> WHAT YOU HAVE TO DO
Output only the lines below from the one containing "Target: green grass field" to the one containing "Report the position of each instance of the cape", exactly as written, both ends kept.

> Data entries
******************************

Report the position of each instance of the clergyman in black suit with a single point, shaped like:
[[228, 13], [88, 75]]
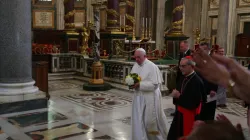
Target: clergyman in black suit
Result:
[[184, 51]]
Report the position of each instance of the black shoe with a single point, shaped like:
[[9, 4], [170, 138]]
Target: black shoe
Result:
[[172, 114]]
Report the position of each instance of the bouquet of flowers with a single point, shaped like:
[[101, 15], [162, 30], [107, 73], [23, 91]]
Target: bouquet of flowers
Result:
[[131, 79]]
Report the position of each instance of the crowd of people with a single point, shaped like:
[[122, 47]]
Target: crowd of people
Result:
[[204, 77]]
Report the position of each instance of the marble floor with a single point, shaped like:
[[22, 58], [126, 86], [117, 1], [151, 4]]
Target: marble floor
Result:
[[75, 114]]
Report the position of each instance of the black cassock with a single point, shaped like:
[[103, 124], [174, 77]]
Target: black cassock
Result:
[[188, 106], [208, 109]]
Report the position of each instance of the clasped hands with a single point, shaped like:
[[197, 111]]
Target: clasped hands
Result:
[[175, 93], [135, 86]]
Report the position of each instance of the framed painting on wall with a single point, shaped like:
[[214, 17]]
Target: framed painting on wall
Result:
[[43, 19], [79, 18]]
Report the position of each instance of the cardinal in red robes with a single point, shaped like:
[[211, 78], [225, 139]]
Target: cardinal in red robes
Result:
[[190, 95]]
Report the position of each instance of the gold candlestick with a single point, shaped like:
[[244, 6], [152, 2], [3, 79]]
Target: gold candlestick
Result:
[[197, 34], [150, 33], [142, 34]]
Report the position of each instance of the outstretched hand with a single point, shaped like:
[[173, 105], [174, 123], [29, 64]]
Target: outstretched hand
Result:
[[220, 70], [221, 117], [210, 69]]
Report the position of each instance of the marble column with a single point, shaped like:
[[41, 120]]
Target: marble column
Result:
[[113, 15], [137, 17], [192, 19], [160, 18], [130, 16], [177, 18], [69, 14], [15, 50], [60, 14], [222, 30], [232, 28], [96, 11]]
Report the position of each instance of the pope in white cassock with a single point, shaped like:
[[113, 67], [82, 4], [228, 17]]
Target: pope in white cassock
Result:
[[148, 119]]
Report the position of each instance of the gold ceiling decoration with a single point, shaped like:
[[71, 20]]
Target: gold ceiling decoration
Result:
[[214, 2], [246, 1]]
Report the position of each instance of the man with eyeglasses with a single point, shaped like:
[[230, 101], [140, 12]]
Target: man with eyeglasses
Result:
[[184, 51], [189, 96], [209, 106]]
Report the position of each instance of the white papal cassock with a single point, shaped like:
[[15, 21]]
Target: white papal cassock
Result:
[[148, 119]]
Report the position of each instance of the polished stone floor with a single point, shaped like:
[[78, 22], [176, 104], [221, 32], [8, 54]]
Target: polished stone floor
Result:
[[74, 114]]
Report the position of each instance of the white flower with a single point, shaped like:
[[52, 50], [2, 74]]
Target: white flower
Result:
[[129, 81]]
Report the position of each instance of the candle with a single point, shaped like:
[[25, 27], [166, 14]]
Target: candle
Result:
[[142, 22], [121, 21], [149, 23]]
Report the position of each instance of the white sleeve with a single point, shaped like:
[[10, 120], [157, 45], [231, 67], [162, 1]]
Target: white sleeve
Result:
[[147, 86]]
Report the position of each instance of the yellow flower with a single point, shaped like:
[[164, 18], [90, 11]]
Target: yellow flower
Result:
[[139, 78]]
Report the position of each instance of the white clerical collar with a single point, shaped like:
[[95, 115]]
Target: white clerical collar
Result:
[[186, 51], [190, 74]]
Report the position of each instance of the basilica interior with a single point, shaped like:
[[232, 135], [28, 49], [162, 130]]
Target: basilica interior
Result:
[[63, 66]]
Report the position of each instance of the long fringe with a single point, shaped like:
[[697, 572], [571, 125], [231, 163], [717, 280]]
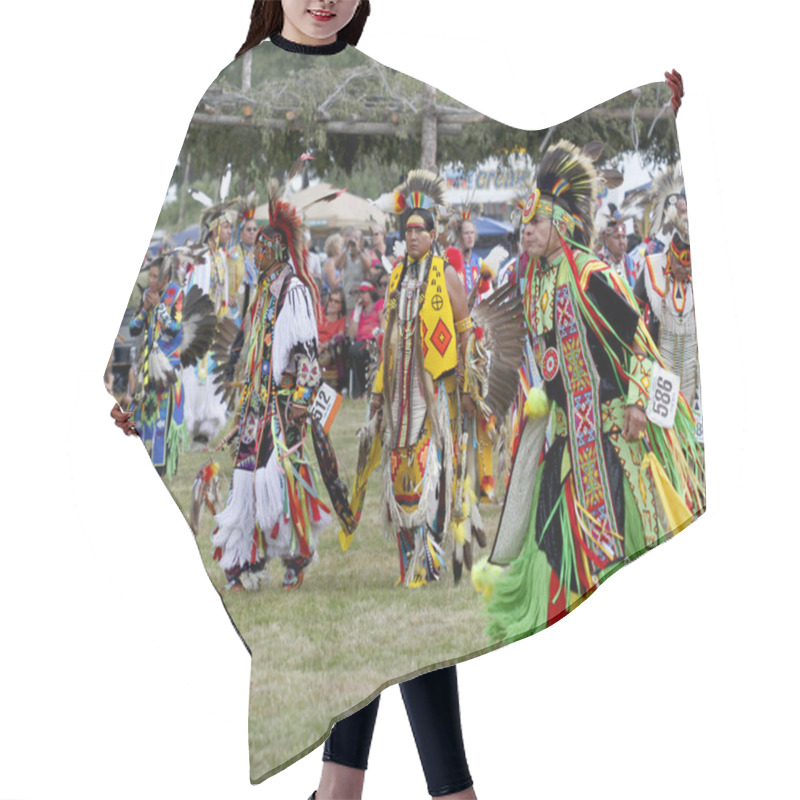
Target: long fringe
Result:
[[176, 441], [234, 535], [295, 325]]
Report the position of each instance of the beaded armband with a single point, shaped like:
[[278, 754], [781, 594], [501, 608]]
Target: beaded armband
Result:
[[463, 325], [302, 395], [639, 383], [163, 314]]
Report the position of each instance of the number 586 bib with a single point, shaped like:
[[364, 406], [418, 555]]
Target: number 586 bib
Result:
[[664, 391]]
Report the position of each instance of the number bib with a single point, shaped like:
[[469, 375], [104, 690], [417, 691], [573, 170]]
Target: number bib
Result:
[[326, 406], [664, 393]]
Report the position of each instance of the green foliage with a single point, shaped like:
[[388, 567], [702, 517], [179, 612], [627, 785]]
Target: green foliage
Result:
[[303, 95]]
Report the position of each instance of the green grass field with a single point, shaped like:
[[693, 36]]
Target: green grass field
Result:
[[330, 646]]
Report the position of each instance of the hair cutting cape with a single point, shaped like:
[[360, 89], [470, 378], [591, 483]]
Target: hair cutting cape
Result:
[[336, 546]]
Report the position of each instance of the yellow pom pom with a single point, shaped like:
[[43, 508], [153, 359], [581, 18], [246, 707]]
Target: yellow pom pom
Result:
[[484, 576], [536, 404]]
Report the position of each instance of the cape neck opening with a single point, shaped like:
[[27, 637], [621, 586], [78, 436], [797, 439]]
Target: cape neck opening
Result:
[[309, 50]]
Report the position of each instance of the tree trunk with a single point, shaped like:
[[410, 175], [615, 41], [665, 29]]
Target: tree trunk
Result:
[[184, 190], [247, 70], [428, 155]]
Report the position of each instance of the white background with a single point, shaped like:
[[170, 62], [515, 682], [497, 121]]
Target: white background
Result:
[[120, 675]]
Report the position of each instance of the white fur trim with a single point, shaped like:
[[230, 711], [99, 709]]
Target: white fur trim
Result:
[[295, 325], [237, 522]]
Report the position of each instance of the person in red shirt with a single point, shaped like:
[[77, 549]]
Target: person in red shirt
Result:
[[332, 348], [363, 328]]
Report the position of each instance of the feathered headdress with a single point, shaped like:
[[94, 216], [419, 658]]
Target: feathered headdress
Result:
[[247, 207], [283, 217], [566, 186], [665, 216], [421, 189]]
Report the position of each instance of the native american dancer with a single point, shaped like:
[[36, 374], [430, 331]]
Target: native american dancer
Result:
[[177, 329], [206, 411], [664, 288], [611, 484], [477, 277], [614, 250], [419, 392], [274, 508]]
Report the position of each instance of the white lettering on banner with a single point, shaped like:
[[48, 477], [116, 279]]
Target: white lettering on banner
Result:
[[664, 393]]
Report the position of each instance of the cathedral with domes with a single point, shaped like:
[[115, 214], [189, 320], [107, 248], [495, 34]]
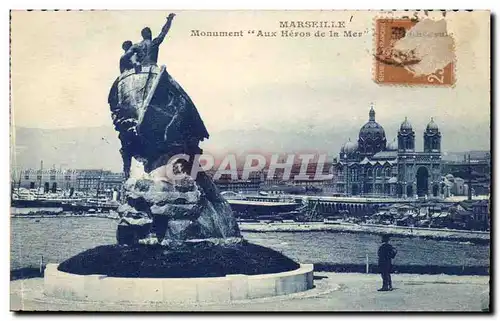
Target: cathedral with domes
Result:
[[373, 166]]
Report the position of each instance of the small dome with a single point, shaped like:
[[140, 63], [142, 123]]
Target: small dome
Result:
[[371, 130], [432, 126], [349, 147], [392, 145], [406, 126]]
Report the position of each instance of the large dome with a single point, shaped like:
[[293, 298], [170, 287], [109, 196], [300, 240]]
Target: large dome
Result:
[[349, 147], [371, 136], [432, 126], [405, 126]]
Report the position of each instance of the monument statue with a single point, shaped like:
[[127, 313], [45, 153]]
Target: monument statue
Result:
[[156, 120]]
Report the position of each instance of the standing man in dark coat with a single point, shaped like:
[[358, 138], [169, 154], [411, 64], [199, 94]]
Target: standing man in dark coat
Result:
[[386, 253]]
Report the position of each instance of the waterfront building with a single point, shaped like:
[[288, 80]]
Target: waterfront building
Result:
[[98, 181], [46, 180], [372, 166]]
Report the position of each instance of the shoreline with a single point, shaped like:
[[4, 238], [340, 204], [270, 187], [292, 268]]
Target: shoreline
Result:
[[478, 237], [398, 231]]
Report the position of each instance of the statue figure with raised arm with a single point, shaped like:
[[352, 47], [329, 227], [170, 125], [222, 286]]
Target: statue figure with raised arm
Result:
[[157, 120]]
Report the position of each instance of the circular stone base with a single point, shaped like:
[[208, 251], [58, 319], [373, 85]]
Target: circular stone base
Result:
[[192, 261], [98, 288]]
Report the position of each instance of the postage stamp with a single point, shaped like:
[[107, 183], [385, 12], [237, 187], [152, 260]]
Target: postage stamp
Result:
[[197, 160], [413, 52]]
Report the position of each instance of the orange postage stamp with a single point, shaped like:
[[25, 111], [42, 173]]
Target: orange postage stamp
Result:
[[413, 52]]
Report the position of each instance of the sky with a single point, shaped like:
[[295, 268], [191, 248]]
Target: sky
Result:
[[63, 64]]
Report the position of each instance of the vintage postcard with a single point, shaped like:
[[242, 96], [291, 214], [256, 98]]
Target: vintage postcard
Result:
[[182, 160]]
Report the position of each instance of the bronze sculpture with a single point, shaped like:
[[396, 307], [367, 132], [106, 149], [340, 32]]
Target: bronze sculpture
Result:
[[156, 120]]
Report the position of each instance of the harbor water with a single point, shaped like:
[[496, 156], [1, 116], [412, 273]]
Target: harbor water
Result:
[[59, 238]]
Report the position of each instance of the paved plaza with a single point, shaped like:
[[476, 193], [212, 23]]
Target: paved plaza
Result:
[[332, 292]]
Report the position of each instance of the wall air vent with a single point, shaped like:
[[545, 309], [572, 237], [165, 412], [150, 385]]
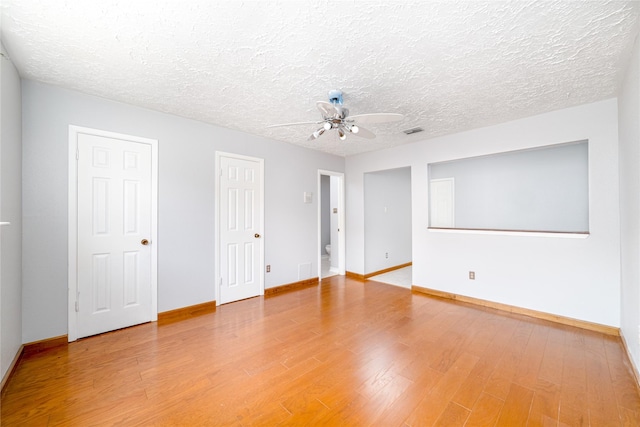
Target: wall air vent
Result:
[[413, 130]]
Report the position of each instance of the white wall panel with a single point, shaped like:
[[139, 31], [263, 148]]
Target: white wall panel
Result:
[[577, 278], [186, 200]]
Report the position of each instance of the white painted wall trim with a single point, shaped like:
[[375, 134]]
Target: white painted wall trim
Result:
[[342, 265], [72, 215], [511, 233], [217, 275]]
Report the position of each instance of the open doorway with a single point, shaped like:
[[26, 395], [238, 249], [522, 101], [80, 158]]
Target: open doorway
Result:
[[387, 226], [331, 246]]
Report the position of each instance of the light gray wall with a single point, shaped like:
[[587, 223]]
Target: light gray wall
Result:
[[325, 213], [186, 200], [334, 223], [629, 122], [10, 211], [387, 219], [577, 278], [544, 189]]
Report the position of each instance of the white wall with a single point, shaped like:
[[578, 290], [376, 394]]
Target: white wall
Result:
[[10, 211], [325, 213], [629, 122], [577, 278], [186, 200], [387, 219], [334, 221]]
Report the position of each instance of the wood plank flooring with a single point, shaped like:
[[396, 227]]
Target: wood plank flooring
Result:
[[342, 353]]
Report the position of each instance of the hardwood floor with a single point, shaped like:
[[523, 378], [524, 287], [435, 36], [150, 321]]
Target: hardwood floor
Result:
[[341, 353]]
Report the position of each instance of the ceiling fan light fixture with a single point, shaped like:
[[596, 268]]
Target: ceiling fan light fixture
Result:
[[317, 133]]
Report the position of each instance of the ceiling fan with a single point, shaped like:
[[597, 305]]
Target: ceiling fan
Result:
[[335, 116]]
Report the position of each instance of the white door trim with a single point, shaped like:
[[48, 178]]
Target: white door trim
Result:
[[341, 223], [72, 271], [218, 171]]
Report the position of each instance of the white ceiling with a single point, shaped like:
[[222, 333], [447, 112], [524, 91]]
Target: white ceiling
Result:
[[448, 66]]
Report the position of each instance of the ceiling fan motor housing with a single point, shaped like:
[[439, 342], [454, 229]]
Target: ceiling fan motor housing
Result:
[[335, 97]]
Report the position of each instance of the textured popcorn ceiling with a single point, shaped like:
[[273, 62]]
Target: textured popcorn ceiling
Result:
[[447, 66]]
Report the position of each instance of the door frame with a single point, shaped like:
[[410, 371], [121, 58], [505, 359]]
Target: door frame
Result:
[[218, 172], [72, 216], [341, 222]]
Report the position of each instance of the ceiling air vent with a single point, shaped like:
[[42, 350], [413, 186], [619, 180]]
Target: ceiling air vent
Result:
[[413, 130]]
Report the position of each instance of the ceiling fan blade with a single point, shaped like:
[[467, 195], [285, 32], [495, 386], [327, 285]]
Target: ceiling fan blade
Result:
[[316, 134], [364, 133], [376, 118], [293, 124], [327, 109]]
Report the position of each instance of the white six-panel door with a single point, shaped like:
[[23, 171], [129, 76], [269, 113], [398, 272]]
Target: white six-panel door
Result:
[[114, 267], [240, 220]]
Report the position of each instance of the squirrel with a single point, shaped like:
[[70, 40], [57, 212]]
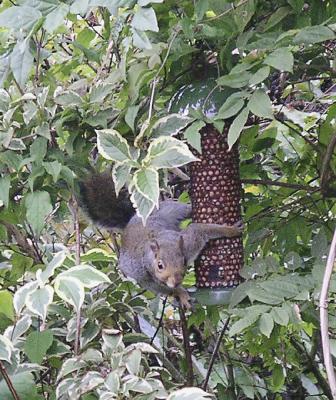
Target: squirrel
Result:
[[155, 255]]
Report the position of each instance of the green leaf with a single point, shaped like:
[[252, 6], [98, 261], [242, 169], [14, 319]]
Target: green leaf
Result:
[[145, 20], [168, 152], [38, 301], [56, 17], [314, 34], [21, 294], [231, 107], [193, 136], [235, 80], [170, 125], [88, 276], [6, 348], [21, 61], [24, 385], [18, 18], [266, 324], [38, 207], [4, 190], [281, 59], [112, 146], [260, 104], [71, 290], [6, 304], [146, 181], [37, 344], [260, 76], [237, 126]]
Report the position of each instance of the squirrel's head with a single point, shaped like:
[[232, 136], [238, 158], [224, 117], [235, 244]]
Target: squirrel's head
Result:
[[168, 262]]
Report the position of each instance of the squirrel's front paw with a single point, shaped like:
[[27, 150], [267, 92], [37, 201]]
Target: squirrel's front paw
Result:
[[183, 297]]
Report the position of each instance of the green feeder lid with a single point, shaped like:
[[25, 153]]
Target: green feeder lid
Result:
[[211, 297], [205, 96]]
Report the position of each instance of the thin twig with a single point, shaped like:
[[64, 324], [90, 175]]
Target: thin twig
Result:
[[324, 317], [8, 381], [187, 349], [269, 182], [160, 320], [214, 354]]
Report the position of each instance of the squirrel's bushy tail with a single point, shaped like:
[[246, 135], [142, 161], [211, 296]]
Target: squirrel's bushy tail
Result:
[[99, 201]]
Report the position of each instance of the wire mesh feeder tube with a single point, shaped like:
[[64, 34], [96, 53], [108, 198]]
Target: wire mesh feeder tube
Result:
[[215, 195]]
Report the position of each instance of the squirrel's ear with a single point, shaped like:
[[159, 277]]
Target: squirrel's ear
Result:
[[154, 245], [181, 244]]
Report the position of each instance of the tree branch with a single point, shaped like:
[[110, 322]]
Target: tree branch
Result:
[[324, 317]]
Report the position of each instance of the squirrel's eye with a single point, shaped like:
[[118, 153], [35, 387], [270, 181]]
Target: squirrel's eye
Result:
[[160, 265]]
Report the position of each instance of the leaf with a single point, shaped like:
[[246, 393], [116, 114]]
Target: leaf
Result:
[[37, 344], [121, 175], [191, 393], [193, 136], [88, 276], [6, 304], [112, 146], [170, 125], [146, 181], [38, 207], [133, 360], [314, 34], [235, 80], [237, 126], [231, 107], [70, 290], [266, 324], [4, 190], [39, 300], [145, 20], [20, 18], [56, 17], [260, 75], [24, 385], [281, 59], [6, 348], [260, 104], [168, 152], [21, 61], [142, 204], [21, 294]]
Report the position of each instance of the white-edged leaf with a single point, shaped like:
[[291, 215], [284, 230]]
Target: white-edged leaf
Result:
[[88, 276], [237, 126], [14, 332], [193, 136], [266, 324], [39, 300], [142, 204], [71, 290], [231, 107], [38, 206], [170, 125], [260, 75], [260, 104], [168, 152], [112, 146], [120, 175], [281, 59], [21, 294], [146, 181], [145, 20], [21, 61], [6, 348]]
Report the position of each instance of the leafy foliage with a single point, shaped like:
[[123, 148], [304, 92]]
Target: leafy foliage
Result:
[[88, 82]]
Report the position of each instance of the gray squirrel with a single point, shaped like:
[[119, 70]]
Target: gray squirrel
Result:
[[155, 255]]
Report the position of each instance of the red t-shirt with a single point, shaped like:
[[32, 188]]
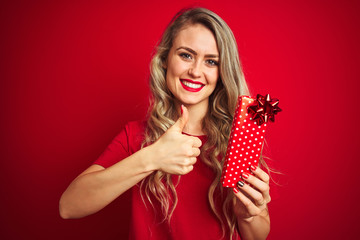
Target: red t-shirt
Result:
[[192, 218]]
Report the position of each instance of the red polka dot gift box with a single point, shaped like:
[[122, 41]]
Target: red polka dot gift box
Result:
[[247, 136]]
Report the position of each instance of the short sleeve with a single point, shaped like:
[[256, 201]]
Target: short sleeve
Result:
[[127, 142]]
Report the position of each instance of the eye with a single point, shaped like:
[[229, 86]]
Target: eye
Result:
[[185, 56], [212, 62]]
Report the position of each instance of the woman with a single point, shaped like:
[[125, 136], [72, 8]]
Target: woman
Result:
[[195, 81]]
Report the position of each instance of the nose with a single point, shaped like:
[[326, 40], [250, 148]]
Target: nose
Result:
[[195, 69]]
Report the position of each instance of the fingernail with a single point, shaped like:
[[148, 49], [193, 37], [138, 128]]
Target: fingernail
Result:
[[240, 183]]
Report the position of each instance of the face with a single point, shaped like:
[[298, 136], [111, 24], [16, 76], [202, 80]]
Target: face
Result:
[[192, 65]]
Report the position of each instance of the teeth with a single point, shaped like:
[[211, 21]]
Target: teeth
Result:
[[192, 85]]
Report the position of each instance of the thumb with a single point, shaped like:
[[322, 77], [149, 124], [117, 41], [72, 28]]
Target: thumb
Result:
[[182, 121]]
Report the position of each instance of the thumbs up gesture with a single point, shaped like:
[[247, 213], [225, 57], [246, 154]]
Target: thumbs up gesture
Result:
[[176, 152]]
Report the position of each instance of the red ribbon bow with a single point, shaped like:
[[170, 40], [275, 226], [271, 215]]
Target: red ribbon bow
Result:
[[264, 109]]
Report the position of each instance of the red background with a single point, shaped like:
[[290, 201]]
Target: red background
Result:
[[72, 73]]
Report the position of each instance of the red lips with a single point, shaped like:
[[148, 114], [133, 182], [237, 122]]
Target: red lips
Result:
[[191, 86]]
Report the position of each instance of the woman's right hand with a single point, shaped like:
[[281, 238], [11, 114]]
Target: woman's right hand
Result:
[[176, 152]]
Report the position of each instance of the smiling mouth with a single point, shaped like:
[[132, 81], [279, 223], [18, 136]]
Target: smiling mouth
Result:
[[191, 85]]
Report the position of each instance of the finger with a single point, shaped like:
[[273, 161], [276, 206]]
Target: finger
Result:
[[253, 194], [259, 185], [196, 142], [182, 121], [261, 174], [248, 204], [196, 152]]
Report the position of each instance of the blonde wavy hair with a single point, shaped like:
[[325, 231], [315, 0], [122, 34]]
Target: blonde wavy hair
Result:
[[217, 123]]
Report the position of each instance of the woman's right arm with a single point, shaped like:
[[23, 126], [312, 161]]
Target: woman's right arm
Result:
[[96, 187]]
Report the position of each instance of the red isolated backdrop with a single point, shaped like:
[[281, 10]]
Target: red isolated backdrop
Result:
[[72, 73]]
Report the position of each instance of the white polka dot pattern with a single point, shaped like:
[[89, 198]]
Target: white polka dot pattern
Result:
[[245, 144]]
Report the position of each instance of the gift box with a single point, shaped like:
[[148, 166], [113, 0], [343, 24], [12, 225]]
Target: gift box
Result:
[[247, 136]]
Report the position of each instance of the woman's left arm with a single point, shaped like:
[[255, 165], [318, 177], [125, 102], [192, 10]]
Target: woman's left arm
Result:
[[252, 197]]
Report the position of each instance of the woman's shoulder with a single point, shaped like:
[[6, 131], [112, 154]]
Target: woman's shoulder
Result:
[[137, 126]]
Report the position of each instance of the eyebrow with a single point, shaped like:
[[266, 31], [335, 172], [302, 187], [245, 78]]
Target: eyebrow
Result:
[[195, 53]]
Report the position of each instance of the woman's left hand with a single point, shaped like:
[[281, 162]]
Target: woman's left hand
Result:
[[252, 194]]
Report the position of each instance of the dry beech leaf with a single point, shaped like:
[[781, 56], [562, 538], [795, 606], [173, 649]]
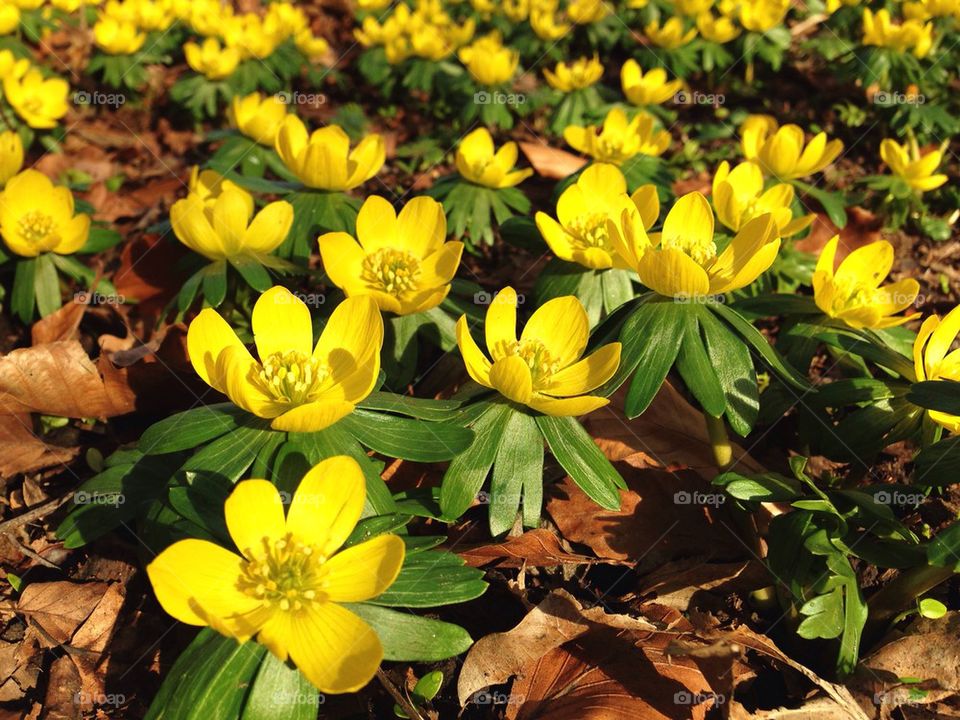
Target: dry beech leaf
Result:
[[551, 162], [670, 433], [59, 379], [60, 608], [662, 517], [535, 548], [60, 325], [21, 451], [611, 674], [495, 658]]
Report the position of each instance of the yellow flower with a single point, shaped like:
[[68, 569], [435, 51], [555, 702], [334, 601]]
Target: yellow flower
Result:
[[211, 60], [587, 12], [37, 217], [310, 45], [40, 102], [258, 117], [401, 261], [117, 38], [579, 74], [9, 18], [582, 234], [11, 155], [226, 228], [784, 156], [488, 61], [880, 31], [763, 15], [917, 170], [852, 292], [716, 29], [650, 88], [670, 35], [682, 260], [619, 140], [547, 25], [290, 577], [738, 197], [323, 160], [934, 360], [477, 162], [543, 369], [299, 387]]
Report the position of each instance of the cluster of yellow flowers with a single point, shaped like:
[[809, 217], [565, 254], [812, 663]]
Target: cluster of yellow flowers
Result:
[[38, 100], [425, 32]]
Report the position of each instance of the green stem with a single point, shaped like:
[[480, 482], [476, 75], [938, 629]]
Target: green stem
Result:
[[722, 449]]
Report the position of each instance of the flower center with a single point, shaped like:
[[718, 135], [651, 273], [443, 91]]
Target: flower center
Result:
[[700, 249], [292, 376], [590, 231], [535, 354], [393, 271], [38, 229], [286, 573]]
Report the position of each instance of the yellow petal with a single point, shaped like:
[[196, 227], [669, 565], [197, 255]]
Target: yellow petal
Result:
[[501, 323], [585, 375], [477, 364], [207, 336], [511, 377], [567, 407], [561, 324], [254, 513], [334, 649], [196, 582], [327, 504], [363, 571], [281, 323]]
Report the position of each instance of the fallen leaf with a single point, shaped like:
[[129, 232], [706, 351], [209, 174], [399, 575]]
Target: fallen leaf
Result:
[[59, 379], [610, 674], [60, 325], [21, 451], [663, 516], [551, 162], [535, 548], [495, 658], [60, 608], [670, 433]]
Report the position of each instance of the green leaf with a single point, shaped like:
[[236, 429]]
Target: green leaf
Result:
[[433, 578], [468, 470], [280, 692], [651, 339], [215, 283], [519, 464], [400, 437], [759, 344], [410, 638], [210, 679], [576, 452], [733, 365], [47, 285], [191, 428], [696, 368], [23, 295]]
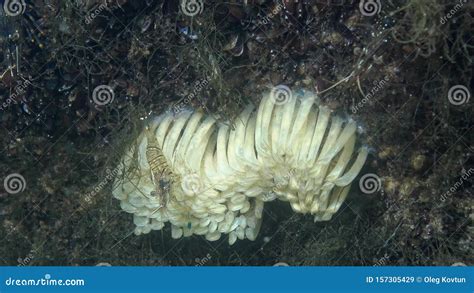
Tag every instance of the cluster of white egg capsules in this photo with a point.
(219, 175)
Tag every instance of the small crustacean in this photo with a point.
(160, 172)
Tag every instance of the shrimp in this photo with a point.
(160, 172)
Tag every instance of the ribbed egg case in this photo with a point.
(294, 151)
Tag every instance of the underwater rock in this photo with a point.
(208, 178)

******************************

> YOUR SOLUTION
Target: green grass field
Result:
[[330, 646]]
Report the position of each instance of the hair cutting cape with a single point, shaped like:
[[360, 89], [470, 378], [591, 483]]
Target: hair cutting cape
Result:
[[336, 546]]
Report the position of each instance of the yellow pom pom with a single point, shaped like:
[[43, 508], [153, 359], [581, 18], [246, 707]]
Target: yellow pom pom
Result:
[[484, 576], [536, 404]]
Report the position of each instance of the cape neck opening with a single point, shaped like:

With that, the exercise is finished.